=== EXERCISE DESCRIPTION ===
Return verbatim the run of lines that opens with the line holding "the white leg" and closes with the last line of the records.

=== EXERCISE MATERIALS ===
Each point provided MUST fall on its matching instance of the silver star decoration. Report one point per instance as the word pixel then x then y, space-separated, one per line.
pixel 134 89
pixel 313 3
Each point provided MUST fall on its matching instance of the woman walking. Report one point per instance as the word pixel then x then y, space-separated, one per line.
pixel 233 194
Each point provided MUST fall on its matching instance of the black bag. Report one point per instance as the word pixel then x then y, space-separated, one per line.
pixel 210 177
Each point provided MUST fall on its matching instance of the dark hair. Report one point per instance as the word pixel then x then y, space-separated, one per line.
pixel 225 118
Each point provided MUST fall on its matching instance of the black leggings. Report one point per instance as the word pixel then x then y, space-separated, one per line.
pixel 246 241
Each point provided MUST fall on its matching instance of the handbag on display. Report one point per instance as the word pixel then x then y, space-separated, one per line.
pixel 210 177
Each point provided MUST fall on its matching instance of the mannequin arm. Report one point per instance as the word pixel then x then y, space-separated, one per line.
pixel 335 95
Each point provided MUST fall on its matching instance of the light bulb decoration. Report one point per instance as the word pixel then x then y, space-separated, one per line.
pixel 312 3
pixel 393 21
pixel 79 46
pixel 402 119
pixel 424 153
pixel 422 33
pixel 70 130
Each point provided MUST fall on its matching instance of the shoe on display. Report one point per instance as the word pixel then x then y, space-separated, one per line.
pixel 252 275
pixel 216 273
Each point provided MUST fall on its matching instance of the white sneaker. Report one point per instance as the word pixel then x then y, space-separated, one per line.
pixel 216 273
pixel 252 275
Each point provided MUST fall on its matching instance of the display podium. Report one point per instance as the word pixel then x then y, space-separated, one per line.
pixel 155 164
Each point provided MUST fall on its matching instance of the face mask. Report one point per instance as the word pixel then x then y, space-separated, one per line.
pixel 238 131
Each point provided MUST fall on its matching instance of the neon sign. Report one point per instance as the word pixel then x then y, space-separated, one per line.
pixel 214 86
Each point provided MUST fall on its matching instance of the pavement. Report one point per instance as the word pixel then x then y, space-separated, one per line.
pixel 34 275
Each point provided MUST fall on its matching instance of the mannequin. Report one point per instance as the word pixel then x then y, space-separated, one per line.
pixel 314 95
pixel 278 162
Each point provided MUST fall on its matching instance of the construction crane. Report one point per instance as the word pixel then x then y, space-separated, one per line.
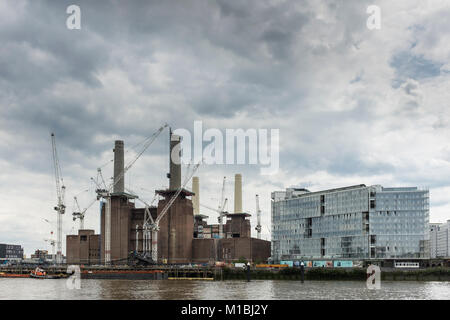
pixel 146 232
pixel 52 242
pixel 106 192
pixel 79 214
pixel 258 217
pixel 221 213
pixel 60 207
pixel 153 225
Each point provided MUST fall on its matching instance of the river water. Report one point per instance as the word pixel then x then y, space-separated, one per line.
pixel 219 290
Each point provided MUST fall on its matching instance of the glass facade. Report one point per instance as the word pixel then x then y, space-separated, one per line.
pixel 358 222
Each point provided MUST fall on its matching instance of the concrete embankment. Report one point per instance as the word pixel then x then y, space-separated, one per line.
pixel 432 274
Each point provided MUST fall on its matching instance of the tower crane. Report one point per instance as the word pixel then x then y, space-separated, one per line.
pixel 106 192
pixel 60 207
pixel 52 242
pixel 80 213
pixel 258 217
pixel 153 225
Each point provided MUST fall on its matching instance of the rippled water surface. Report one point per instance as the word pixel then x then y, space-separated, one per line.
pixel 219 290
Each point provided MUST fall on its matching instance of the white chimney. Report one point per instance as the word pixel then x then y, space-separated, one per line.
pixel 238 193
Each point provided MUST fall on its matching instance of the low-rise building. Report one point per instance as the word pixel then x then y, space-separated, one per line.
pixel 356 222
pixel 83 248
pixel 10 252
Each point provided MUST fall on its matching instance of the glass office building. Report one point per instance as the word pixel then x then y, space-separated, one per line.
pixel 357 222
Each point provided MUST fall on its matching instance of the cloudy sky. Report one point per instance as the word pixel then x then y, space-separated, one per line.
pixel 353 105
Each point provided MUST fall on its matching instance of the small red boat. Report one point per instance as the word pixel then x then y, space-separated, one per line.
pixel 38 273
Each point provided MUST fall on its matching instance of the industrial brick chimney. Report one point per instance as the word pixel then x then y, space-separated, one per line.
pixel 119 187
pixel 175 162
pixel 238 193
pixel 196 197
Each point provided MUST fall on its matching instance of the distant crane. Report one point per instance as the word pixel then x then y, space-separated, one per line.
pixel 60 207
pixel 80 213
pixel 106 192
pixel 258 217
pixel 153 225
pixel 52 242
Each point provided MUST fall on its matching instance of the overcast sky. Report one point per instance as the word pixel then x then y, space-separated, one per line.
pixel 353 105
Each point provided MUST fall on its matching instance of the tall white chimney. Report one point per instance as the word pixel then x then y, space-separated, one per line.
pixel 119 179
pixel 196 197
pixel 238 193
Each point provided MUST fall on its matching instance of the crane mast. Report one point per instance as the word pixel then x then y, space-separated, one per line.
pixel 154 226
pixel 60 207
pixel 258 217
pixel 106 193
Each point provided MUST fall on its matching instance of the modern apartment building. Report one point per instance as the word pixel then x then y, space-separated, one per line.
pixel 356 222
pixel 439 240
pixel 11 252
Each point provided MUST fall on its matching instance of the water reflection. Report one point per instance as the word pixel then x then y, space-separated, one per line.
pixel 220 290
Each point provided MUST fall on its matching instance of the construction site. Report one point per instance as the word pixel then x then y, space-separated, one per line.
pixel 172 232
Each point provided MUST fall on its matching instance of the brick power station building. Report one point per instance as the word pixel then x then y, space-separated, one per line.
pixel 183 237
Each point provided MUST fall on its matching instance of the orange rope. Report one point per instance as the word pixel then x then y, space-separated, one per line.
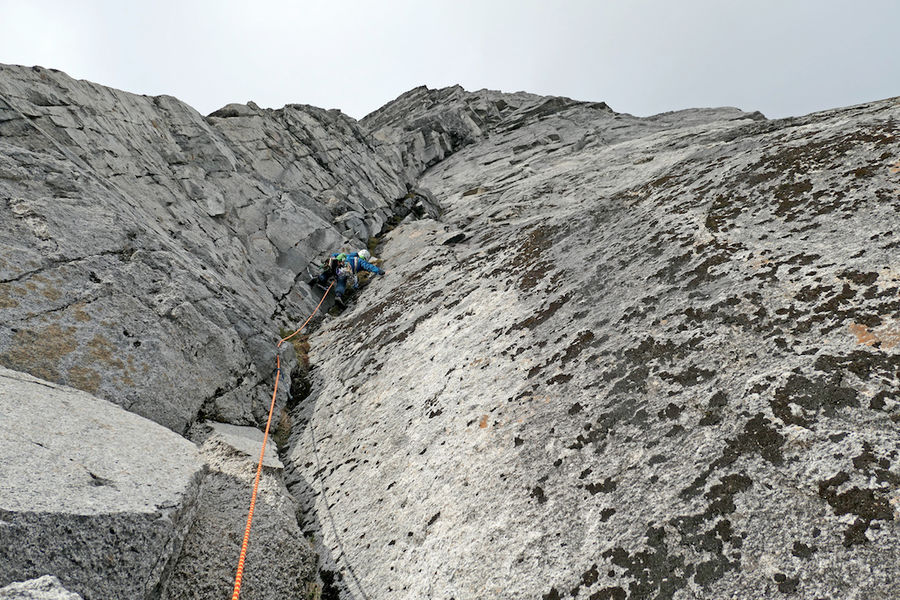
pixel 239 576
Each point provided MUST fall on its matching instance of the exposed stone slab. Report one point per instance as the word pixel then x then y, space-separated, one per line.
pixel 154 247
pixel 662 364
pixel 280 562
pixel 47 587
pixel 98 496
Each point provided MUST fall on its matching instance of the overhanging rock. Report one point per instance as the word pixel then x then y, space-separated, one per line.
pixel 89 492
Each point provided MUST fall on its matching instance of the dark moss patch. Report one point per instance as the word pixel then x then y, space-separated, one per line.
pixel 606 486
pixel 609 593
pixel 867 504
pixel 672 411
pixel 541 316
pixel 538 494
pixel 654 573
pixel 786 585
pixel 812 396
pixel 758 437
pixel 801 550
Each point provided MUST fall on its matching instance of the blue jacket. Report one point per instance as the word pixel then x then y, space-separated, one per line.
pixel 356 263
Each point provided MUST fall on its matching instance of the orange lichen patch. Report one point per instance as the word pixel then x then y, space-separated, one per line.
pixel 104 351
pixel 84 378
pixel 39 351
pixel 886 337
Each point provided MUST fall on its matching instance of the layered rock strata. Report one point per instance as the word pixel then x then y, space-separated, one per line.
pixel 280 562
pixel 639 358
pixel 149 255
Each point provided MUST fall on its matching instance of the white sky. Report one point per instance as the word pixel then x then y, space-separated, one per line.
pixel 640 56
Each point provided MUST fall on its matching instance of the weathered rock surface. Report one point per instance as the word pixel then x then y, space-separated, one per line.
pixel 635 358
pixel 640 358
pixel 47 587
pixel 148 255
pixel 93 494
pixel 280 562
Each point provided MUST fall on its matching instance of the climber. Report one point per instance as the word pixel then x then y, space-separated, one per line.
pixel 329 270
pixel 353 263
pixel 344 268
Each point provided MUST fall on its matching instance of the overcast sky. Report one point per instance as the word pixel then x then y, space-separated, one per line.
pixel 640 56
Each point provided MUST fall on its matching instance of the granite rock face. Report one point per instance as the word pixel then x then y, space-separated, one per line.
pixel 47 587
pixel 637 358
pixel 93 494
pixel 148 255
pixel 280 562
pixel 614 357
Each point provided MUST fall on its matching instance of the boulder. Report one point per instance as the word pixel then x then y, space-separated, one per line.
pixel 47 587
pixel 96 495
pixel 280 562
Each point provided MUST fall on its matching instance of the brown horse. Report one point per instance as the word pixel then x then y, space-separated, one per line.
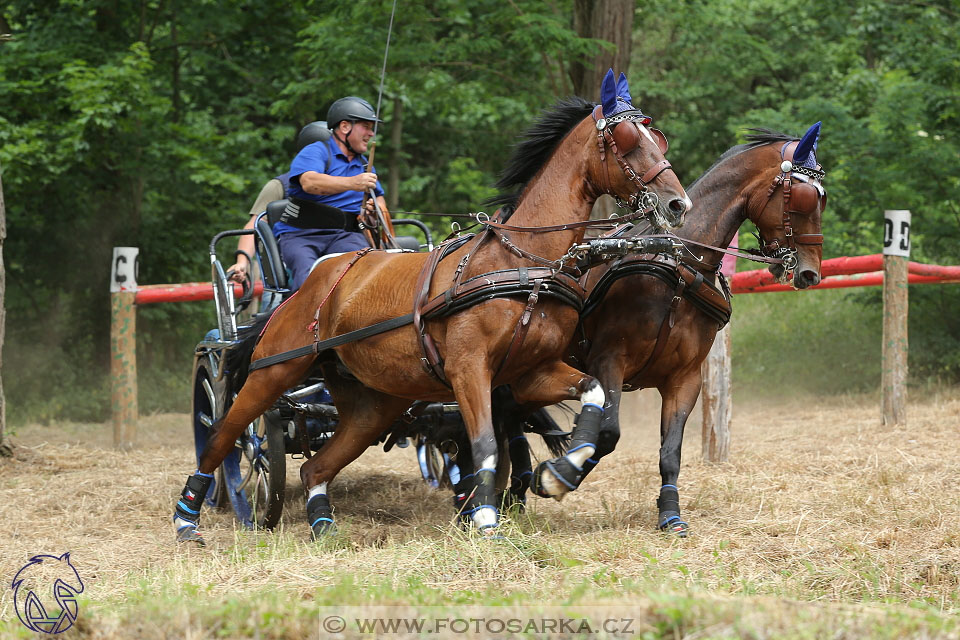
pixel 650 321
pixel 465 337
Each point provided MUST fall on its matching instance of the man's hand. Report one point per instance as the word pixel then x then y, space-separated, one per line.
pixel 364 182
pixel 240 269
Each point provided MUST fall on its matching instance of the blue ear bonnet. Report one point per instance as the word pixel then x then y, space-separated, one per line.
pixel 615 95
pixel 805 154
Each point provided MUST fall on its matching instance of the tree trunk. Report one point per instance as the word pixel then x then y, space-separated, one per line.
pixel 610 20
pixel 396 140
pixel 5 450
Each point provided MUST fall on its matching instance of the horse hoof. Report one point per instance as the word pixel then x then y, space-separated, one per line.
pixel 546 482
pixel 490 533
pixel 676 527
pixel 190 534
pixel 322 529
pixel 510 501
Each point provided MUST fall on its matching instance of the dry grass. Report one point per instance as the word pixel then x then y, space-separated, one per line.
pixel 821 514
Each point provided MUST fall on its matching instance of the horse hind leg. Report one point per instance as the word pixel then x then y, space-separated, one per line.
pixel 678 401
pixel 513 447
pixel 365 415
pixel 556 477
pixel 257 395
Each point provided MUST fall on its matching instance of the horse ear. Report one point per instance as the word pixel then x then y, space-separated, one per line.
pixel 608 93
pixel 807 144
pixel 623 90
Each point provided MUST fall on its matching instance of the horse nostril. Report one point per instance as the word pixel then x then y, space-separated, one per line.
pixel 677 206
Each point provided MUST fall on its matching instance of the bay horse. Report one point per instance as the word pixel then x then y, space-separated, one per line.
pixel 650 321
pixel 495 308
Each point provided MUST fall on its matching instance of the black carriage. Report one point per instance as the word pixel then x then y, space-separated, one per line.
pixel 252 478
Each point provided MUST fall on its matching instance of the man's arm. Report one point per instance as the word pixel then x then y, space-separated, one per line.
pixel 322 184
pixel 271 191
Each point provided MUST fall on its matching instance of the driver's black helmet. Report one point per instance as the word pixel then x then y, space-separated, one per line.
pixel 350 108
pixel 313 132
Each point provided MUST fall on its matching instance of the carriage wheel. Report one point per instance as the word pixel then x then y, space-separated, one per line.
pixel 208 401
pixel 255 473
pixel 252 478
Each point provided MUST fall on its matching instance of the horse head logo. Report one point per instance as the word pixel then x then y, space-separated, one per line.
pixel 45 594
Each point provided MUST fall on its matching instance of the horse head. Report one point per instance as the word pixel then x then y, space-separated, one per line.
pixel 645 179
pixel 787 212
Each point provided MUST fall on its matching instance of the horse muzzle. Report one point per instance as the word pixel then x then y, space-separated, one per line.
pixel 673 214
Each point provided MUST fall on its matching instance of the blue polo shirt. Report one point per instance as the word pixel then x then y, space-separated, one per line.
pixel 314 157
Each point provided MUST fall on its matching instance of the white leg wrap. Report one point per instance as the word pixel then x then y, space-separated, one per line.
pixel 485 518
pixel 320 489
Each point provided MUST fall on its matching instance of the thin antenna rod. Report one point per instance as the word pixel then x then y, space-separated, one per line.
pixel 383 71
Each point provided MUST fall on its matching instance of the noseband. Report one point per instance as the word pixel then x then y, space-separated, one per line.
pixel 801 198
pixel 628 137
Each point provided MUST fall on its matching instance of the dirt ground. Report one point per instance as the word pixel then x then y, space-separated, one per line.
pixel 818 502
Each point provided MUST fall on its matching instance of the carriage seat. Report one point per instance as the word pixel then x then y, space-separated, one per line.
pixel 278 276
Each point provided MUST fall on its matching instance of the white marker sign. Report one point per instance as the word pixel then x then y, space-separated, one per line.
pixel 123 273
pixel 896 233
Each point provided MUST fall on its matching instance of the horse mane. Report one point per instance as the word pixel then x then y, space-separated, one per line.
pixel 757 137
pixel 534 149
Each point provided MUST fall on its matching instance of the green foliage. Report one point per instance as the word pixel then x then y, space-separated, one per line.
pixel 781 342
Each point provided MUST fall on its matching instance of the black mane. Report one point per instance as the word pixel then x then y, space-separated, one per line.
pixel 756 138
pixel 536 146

=== TASK RESPONSE ===
Each point provided MUST fall on its matching instance of the white leg wrap. Report one point per instance as the word pixel then x then y, space-separated, one per line.
pixel 485 518
pixel 320 489
Each point provided MUST fall on its matching instance of the thin antenna rod. Report one point per instance as the word pixel then x then y, space-separated, one per line.
pixel 383 71
Each point provided MUST fall on its matching instance of the noseband. Report one point per instance as the word pixel then x then y, space-separated, one per line.
pixel 801 198
pixel 628 137
Each point provided MUST fall on its matching instance of the dirt ground. Report one point per instance as the word pixel then x then y, space-separated, one per line.
pixel 818 502
Each point provided MUST fall on its matching instance of the carriage seat. Report one point per instance as the word pixel then x then y, space-separated, one per line.
pixel 278 276
Each point provided MUST fall on its matching instance of the white marker sign. Report one point per instance as the word pixel then x then y, space-separated, one per line.
pixel 123 273
pixel 896 233
Each point provided MUST fall on its matching instance of the horse mane. Report one point per instance as the word pixel then x then y, space-separated, one per line.
pixel 757 137
pixel 534 149
Each point provided MUST fall on its matching instance of the green foliage. Report one point per instance as the word pixel then x then y, space-separated, one per line.
pixel 781 342
Each point provided MUST fall on its matching instance of the black mane. Report one point per instance as the word pixel then x then y, space-separated, one per line.
pixel 756 138
pixel 536 146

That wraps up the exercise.